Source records
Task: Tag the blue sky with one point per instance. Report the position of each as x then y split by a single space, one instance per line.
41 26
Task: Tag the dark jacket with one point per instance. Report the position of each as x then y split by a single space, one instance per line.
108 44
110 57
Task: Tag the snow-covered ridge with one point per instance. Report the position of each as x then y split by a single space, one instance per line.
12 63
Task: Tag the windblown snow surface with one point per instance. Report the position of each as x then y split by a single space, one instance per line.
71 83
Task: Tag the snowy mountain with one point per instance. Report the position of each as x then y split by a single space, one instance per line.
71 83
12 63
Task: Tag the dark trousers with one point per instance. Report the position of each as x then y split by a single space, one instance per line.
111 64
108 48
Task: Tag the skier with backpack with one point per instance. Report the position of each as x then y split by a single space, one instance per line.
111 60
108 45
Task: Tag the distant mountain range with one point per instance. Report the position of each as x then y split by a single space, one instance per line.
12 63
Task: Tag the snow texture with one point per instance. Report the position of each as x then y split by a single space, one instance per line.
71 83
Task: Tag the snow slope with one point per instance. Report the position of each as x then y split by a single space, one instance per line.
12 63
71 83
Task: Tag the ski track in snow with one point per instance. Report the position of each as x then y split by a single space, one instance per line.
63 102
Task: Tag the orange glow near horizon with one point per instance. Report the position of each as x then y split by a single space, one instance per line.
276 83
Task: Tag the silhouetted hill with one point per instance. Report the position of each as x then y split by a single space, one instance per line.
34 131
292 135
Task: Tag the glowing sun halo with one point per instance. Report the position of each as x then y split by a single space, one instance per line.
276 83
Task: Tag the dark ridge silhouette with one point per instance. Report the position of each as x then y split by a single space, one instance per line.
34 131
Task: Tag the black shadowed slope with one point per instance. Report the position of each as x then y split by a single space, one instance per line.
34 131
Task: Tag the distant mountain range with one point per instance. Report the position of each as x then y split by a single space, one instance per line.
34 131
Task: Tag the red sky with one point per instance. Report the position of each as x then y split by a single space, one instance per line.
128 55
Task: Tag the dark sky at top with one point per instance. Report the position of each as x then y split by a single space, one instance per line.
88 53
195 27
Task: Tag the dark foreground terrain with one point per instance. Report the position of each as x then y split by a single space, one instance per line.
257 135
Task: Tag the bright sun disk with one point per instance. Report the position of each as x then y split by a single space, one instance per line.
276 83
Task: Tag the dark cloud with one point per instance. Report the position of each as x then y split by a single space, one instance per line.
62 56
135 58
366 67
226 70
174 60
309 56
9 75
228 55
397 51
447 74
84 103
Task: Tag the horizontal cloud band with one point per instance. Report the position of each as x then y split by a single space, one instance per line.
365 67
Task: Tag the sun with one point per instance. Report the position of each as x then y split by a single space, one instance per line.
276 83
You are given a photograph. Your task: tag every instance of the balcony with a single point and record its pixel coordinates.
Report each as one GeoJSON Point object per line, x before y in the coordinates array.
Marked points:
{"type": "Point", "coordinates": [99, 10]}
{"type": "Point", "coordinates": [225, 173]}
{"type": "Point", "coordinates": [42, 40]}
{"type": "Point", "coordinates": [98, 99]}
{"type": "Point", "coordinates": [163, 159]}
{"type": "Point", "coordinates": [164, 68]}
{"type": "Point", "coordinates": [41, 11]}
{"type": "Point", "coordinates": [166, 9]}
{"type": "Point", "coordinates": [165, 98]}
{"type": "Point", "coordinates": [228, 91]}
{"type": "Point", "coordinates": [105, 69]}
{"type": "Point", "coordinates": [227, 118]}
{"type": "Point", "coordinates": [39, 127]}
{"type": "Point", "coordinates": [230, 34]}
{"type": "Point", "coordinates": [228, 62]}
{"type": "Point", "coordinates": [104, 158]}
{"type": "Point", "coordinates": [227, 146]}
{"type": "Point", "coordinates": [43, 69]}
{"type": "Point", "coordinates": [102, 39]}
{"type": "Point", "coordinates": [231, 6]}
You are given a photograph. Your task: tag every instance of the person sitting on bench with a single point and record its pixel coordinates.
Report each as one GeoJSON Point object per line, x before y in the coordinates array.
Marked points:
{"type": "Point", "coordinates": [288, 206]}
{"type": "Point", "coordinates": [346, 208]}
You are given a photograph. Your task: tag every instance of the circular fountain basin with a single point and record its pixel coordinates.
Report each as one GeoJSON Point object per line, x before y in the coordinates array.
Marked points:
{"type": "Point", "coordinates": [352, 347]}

**DIRECTIONS**. An exact transcription of every record above is required.

**FINISHED EXERCISE**.
Task: Tag the blue sky with one point per instance. Report the position of each as x then y split by a single space, one instance per line.
41 26
Task: Tag the dark jacket with one point per instance. Report the position of each as x then y split by a single space, one instance per line.
108 44
110 57
Task: Tag the snow-covered ridge with one point per instance. Report the position of each as x then y split by a single space, one instance per line.
12 63
Task: Tag the windblown snow surface with one point per instance. Report the position of each as x then y split by a single space, one instance per line.
71 83
Task: Tag the snowy mountain with one point per instance. Report the position of each as x then y split by a single space, one instance per line.
71 83
12 63
Task: Tag the dark trousers with one point per instance. Report the position of each as x then y split by a single space, one instance per line.
111 64
108 48
Task: Tag the skier with backpack with one point per instance. Report the position of each as x then y split by a single space, one instance per line.
111 60
108 45
Task: Tag the distant mountain range with one point per instance. Report the position of each as x then y split by a single space, one instance per line.
12 63
Task: Tag the snow texture with one point per instance. Report the position of each as x then y split by a single space, one instance per line.
71 83
Task: Tag the snow slope with one point per instance. Report the position of each as x then y split by a single space, one instance per line.
12 63
71 83
Task: Tag the ski track in snow with one point per instance. Report the position of each as x then y split by a single space, one instance per line.
63 102
Task: Tag the orange glow near horizon with one point per instance. Report the position of each as x then y split by a single space, one instance per line.
276 83
Task: Tag the silhouetted hill with one point per instance. Report the position of each as x then y split by a single space, one instance per line.
34 131
292 135
Task: Tag the glowing sun halo with one point per instance. Report the position of each as x then y split by a single space, one instance per line.
276 83
Task: Tag the dark ridge silhouette with one point per instance. Report the position of each as x then y split by a single space, one instance per line.
34 131
Task: Tag the black shadowed slope with one point per instance. Report the position of each as x then y split by a single space, one instance per line.
34 131
Task: Tag the distant mountain range with one point per instance. Report the position of each as x then y split by a single space, one instance per line.
34 131
Task: Tag the red sky with one point per instance. Report the position of each as x then y split by a single space, one instance per line.
128 55
Task: Tag the dark sky at top with one point per instance. Report the position of each as x then y split by a single space, one instance per line.
88 53
195 27
Task: Tag the dark foreground terrain with one point per instance. Report the position of each as x then y split by a single space, one instance per line.
257 135
Task: Tag the bright sun disk with one point per instance. Report the position of each as x then y split by a single space, one instance per line.
276 83
Task: Tag the dark cloud with one point per instance. Report the position of each as x then y split by a single space, one instance per line.
62 56
135 58
366 67
226 70
174 60
309 56
9 75
228 55
397 51
447 74
84 103
Task: Tag the horizontal cloud band with one point per instance. Report the position of each as x then y split by a single space, one instance per line.
365 67
Task: Tag the sun with one point per instance. Report the position of each as x then y split by a single space, one instance per line.
276 83
You are given a photograph. Your task: tag every instance of the balcony with a single point and record its pixel coordinates.
Report each as one GeoJSON Point object per line, x before y in the coordinates array.
Marked points:
{"type": "Point", "coordinates": [99, 10]}
{"type": "Point", "coordinates": [225, 173]}
{"type": "Point", "coordinates": [42, 40]}
{"type": "Point", "coordinates": [98, 99]}
{"type": "Point", "coordinates": [163, 159]}
{"type": "Point", "coordinates": [164, 68]}
{"type": "Point", "coordinates": [41, 11]}
{"type": "Point", "coordinates": [166, 9]}
{"type": "Point", "coordinates": [165, 98]}
{"type": "Point", "coordinates": [228, 91]}
{"type": "Point", "coordinates": [105, 69]}
{"type": "Point", "coordinates": [227, 118]}
{"type": "Point", "coordinates": [39, 127]}
{"type": "Point", "coordinates": [230, 34]}
{"type": "Point", "coordinates": [228, 62]}
{"type": "Point", "coordinates": [104, 158]}
{"type": "Point", "coordinates": [227, 146]}
{"type": "Point", "coordinates": [43, 69]}
{"type": "Point", "coordinates": [102, 39]}
{"type": "Point", "coordinates": [231, 6]}
You are given a photograph. Your task: tag every instance of the person sitting on bench with a single point and record its pixel coordinates.
Report each as one GeoJSON Point object per line, x before y in the coordinates array.
Marked points:
{"type": "Point", "coordinates": [288, 206]}
{"type": "Point", "coordinates": [346, 208]}
You are given a photograph. Your task: tag every instance of the circular fountain basin with a single point and record its pixel coordinates.
Report each as one GeoJSON Point object per line, x before y in the coordinates array.
Marked points:
{"type": "Point", "coordinates": [352, 347]}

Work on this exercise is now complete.